TEXT EXCERPT:
+===+

Hannah: You have to put in a fair amount of work just to teach yourself -- or sign up for a class to teach you -- the skills you need to record and produce on your own. Soleil mixes our tracks at the moment, but I’ve also mixed music using Garageband as my weapon of choice, and I’ve watched a lot of online videos about how to fix random little errors when recording and how to use an audio interface. Don’t beat yourself up if you can’t get the track to sound exactly like you want it to the first time, or the second time, or the tenth time. I promise you’ll notice a change in your sound over time and after a lot of experimenting, it just won’t happen overnight.

  1. How do you feel the Internet has impacted the music business?

Soleil: The internet has made it much easier for smaller, independent artists to find listeners and a niche for themselves. That being said, it has also made surviving as a musician extremely difficult since we really don’t get paid from streaming services. This has been really apparent during COVID while artists and venues alike are struggling to pay rent and just survive really. It’s a difficult time to be financially dependent as an artist, but a great time to simply get your music out into the world.

Hannah: I’d echo everything Soleil says here. I think the Internet has also unfortunately exposed a lot of younger women musicians to comments about their bodies from strangers online (e.g. Billie Eilish). This is one of the reasons I think I would have a hard time taking on a full-blown music career at my age (20), so for now I’m glad to be working towards a college degree.

  1. What is the best advice you’ve been given?

Soleil: The best advice I’ve ever been given is two fold. The first piece came from my childhood guitar teacher. He told me that in order to be respected as a woman-identifying musician, I would have to work twice as hard as the man sitting right next to me. He was right. People look at woman-identifying musicians and start making assumptions about us right away. We have to work twice as hard to get the same respect even if we’re literally better than our male counterparts. The other piece of advice came from another guitar teacher who told me the only way to be a successful musician is to know that you wouldn’t be happy doing anything else. I can’t imagine my life without creating music. It’s just a necessity and he helped me realize that.

Hannah: When I was at a vocal performance workshop a few summers ago, the teaching songwriter told all of us that we didn’t need to develop a dramatic vocal style in order to make moving music -- the key was to let the lyrics speak for themselves. For this reason, I always try to sing so the lyrics are clear and so that I’m leaning into the emotion, but not in a showy way.

+===+

TASKS TO COMPLETE:
1. Reproduce word for word the passage of the musician interview starting at "Hannah: You have" and ending at "won’t happen overnight.".
2. Answer these questions using the musician interview:
(a) What program has Hannah used to mix music?
(b) What age does Hannah give for herself?
(c) Who told Soleil she would have to work twice as hard as the man next to her?
3. Extend the musician interview, picking up right after its last sentence.

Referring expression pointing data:
+===+

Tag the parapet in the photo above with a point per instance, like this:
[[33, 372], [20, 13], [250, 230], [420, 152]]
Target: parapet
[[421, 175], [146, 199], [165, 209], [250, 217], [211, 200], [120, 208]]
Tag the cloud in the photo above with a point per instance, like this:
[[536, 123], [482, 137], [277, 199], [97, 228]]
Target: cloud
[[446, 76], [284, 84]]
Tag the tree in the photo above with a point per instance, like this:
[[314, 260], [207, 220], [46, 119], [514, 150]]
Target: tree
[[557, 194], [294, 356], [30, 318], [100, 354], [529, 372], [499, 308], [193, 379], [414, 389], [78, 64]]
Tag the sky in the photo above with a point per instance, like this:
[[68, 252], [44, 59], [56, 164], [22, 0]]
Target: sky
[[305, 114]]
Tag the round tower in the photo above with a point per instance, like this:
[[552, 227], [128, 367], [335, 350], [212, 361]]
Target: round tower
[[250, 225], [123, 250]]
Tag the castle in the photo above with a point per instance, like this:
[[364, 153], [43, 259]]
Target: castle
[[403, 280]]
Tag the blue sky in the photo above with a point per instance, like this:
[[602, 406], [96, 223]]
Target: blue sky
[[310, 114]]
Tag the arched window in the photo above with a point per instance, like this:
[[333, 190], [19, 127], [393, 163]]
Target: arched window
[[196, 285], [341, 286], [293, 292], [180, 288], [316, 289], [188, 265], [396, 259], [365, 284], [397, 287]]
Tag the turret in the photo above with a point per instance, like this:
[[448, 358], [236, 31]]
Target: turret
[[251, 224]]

+===+

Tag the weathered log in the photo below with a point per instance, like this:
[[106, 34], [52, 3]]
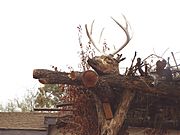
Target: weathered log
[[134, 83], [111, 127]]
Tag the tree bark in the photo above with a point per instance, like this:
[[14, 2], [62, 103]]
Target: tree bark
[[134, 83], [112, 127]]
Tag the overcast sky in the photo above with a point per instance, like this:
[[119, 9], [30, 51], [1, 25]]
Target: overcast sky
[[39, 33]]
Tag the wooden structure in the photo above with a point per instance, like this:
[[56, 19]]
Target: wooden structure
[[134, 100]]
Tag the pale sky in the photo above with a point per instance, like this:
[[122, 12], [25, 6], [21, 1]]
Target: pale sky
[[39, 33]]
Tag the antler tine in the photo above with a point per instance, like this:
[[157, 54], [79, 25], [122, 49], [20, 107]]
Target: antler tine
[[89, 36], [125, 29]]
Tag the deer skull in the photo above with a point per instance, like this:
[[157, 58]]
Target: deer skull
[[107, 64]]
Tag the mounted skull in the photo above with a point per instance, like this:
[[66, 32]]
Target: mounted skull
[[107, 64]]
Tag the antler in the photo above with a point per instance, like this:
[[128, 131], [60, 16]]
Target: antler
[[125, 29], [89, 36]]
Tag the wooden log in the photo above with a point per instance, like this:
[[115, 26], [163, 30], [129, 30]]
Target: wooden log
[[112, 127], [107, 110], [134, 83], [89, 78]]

+===+

EXPECTED RESPONSES:
1.
Hannah: You have to put in a fair amount of work just to teach yourself -- or sign up for a class to teach you -- the skills you need to record and produce on your own. Soleil mixes our tracks at the moment, but I’ve also mixed music using Garageband as my weapon of choice, and I’ve watched a lot of online videos about how to fix random little errors when recording and how to use an audio interface. Don’t beat yourself up if you can’t get the track to sound exactly like you want it to the first time, or the second time, or the tenth time. I promise you’ll notice a change in your sound over time and after a lot of experimenting, it just won’t happen overnight.

2.
(a) Garageband
(b) 20
(c) Her childhood guitar teacher

3.
  1. If you could change anything about the industry, what would it be?

Soleil: The sexism probably. The alternative music scene is rife with sexual assault, sexism, transphobia, and overall discrimination towards everyone who isn’t a cisgender man. This isn’t to say that these things are better outside the music industry, but they’ve kind of just been brushed under the rug in the alternative music scene as cisgender men put up a facade of being feminists when they really don’t care. I feel like this has been made even more apparent by the Burger Records allegations that broke this year. More changes still need to be made.

Hannah: I agree with Soleil, and I’d also say that I think we need to get rid of this idea that musicians shouldn’t ever express political or more “serious” opinions. Music is an excellent avenue for pushing social change, and I don’t think we can pretend that music exists outside of the rest of the world. I’ve definitely been disappointed by the way musicians -- especially female musicians -- like Beyoncé, The Chicks, or Taylor Swift have faced a lot of backlash for standing up for basic human rights or encouraging protests or voting.

  1. What’s next for you?

Soleil: We should have another single coming out close to summer that I am very excited for; it honestly might be my favorite song I’ve ever written. I don’t want to say too much because it’s so early, but I’ve also started writing our first full length album.

Hannah: When it’s safe again, I’m really looking forward to performing live at on-campus showcases or at other venues in the Chicago area.

We thank Hannah and Soleil for their time.